* INSTRUCTIONS *
(a) Answer these questions about the passage on the extreme heat symposium, one line each:
(i) What does the National Weather Service currently use to decide whether to issue a heat risk warning?
(ii) Who leads the BU team working on the B-COOL study?
(iii) Which organization is funding the CATCH project?
(b) According to the passage on the extreme heat symposium, why does Gambill call extreme heat a racial and climate justice issue?
(c) Extend the passage on the extreme heat symposium, beginning right after its final sentence.

═══ EXERCISE PASSAGE

Panel moderator Isabella Gambill, the assistant director of climate, energy, and resilience at the Boston-area nonprofit A Better City , urged stakeholders to consider not only what is missing but who is missing from the conversation on addressing extreme heat. “We often talk about extreme heat as a silent killer. It’s both a racial and a climate justice issue that impacts our communities of color worst and first, because they’ve been repeatedly disinvested in,” said Gambill.
A Better City, alongside the City of Boston and The Boston Foundation, have previously collaborated with SPH on several investigations, including the B-COOL study, an initiative to monitor temperature in real-time across Boston’s neighborhoods to support a more equitable approach to the declaration of heat emergencies. Currently, the National Weather Service uses a single sensor located at Boston Logan Airport to determine whether conditions warrant a warning on heat risk.
Patricia Fabian, associate professor of environmental health, leads the BU team working on B-COOL study. During a portion of the symposium set aside for lightning talks, Fabian summarized her broad portfolio of heat-related research to illustrate how academics can engage with the broader community in the search for heat health solutions.
Fabian shared the results of B-COOL’s sensor pilot project last summer, as well as the team’s plans to evaluate the effects of existing shade structures across the city in the coming weeks. She discussed her ongoing work with Madeleine Scammell, professor of environmental health, on the C-HEAT study, which will investigate occupational heat hazards using personal wearable devices next month in partnership with the community organization GreenRoots. She also highlighted her continuing partnership with Boston Public Schools which leverages the district’s extensive network of air quality sensors to support decision-making around student health and facility sustainability. Fabian also teased the launch of a new project titled Community Adaptations To City Heat (CATCH) that will harness funding from the UK-based nonprofit Wellcome Trust to engage community stakeholders in Boston, New Orleans, and Phoenix on heat, energy, and health policy issues through activities such as photovoice, a form of participatory research that empowers participants share their lived experiences through photography and storytelling.

══════
═══ EXCERPTED DATA

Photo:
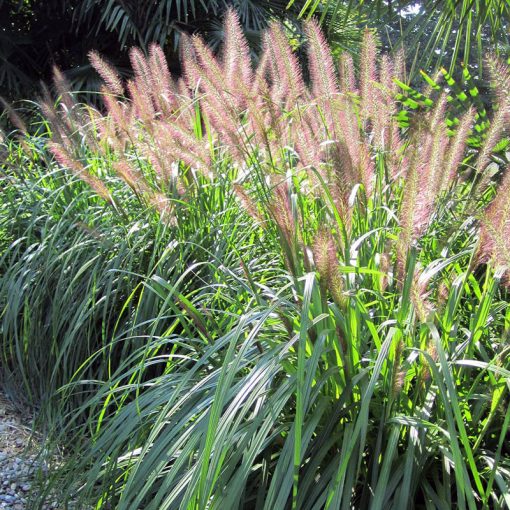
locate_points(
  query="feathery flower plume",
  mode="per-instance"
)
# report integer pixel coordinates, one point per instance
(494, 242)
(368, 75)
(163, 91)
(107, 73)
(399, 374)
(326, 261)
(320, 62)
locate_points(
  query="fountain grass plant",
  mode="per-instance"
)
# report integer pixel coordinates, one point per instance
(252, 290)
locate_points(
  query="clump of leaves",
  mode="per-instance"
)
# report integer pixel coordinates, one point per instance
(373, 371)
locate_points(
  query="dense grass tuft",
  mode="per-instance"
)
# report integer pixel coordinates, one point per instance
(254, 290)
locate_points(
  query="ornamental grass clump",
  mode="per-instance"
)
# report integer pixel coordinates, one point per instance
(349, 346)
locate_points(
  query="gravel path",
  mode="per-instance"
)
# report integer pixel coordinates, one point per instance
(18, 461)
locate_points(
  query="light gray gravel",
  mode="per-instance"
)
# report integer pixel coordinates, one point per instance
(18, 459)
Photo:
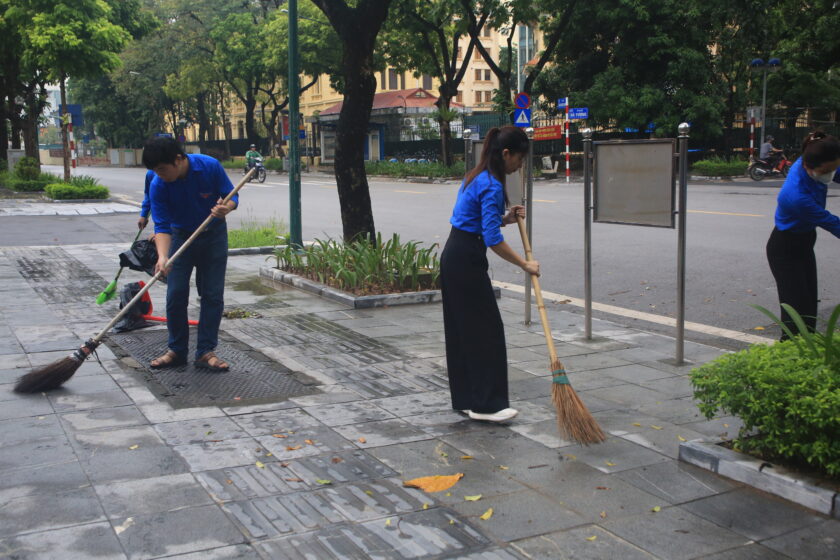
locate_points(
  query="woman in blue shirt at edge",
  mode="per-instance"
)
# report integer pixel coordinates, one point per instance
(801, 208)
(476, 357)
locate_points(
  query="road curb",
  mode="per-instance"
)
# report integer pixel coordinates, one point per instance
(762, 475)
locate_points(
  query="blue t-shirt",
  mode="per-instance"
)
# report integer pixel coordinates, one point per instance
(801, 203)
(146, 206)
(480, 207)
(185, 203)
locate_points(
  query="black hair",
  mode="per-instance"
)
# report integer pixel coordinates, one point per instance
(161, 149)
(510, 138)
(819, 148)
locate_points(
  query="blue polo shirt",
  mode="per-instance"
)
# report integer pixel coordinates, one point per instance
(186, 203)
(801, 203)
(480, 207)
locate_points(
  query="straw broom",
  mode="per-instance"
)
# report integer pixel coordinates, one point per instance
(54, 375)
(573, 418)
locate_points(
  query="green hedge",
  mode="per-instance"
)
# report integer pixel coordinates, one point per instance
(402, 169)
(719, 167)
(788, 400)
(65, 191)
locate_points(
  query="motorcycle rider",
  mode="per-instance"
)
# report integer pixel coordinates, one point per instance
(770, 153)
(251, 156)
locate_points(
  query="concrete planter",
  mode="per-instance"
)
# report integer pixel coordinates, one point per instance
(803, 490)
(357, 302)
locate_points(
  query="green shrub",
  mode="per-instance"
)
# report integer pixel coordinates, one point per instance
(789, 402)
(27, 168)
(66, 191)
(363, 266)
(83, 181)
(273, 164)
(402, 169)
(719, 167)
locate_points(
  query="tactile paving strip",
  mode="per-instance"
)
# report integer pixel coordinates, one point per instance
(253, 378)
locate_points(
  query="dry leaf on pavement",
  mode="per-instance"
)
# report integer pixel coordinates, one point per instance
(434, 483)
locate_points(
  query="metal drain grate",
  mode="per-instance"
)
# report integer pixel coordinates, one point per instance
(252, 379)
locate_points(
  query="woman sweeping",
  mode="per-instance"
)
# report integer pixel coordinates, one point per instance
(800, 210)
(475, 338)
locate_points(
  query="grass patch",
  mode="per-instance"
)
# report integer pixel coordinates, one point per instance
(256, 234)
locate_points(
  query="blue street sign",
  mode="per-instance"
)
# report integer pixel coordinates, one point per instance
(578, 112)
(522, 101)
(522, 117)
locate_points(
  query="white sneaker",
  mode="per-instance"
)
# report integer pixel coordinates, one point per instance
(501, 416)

══════

* RESPONSES PER TASK *
(a)
(i) A single sensor located at Boston Logan Airport.
(ii) Patricia Fabian, associate professor of environmental health.
(iii) The Wellcome Trust, a UK-based nonprofit.

(b) Gambill calls it a racial and climate justice issue because extreme heat affects communities of color worst and first. She says this is because those communities have been repeatedly disinvested in.

(c)
Additional lightning talks included: “Exposure on the Move: Assessing the Health Risks of Heat and Mobility” on the use of mapping to better understand the geography of heat exposure by Seth Strumwasser, a data analyst with the Boston Region Metropolitan Planning Organization; “Shade as a Third Place” on the integration of shade into public spaces by Drew Kane, a senior city planner for the City of Cambridge, and Kendra White, a climate resilience manager for the City of Cambridge; “Uplifting Community Expertise to Inform Clinical Responses” on coalition building for policy and advocacy by Kathleen O’Brien, a community health program manager at Cambridge Health Alliance, and Nicole Fina, a civic engagement and advocacy manager at Everett Community Growers; and “Heat Education Alert Tool (HEAT) Response Initiative: Addressing Extreme Heat through Public Health Agency, Health Care and Community Partnerships” on the Massachusetts Department of Public Health’s new heat alert system by Marissa Hauptman, a pediatrician and pediatric environmental health specialist at Boston Children’s Hospital and chief medical advisor to the Bureau of Climate and Environmental Health at Mass DPH, and Amanda McNeill, an environmental analyst at Mass DPH.
The full agenda and materials from the event are publicly available on the symposium website.